EXTRACTED DATA START

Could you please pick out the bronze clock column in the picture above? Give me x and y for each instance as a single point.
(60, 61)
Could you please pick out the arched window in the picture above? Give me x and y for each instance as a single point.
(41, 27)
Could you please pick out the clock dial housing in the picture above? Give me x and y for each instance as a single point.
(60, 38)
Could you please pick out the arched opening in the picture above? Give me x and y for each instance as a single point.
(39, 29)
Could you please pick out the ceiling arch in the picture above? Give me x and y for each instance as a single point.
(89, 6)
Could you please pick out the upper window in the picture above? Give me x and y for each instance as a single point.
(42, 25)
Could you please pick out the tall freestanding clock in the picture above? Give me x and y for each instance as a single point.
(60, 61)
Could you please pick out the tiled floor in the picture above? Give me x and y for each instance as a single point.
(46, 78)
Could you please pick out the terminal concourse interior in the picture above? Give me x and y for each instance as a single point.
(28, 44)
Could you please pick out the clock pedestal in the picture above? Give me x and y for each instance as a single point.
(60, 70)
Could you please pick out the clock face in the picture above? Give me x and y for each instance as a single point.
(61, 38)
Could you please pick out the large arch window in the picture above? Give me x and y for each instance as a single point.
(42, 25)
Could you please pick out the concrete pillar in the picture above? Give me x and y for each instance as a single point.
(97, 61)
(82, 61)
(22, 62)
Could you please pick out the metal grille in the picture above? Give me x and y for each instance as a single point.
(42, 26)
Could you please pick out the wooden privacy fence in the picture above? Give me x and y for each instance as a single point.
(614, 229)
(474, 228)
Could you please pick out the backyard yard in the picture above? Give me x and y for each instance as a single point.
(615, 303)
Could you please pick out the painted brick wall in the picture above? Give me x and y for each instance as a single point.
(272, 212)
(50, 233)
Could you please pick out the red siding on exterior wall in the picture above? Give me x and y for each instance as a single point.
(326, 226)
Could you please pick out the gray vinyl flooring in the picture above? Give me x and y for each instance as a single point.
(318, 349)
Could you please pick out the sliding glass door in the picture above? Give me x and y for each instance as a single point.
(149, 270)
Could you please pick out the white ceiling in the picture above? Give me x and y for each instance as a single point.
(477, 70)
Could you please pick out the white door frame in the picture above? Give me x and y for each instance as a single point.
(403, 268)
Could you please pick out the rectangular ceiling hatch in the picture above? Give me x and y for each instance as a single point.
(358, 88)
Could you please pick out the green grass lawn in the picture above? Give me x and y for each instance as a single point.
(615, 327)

EXTRACTED DATA END

PROBLEM TO SOLVE:
Give back the whole listing. Match it exactly.

TASK RESULT:
Could you please pick out the bronze clock column in the picture above? Give me x and y for each instance as a single point.
(60, 61)
Could you please pick out the arched window in the picture above? Give me x and y for each instance as a single point.
(41, 27)
Could you please pick out the clock dial housing in the picture above? Give me x and y for each instance as a single point.
(60, 38)
Could you please pick out the arched opening in the picture above? Give me x and y for each instance as a single point.
(39, 29)
Could you please pick out the ceiling arch in the picture above? Give me x and y for each instance as a single point.
(89, 6)
Could you please pick out the upper window in the picture above? Give me x and y for each instance as a single point.
(42, 25)
Could you please pick out the tall freestanding clock in the picture above? Give me x and y for each instance as a single point.
(60, 61)
Could you please pick out the tiled floor in the picture above? Give me x and y for each instance as a single point.
(46, 78)
Could you please pick out the terminal concourse interior in the picture above? Give me x and y for each instance as a single point.
(28, 44)
Could you please pick out the clock pedestal in the picture above? Give me x and y for each instance as a single point.
(60, 70)
Could you please pick out the clock face in the picture above? Give me x and y for each instance as a single point.
(61, 38)
Could you please pick out the large arch window in the picture above? Give me x and y for each instance as a single point.
(42, 25)
Could you please pick out the concrete pillar in the picture above? Give me x and y for each instance as a single point.
(97, 61)
(82, 61)
(22, 62)
Could you please pick out the metal grille in the picture above? Give me x and y for each instance as a single point.
(42, 26)
Could you please pick out the wooden privacy fence in the picture above? Give me x and y for each instance as a single point.
(614, 229)
(474, 228)
Could you please pick out the backyard yard in the picture above? Give me x and y for each instance as a single point.
(615, 303)
Could you please pick out the painted brick wall in the picture above? Give me x and y for each instance as a single point.
(272, 212)
(50, 233)
Could you please pick out the red siding on exterior wall in the picture above? Give me x and y for each instance as a single point.
(326, 226)
Could you please pick out the gray vinyl flooring in the picture above? Give me x and y for each instance as a single point.
(318, 349)
Could you please pick out the sliding glass door in the picture above? Give me x and y for each instance as a single point.
(149, 270)
Could you please pick out the white ceiling in the picture above? Give me x and y for each instance as a single point.
(477, 70)
Could you please pick out the white door frame in the picture above? Give me x and y for each instance as a single point.
(403, 268)
Could you please pick out the rectangular ceiling hatch in the picture above? Give me x and y for each instance as a single point.
(358, 88)
Could you please pick out the green grass lawn in the picture above? Give me x and y for each instance as a single point.
(615, 327)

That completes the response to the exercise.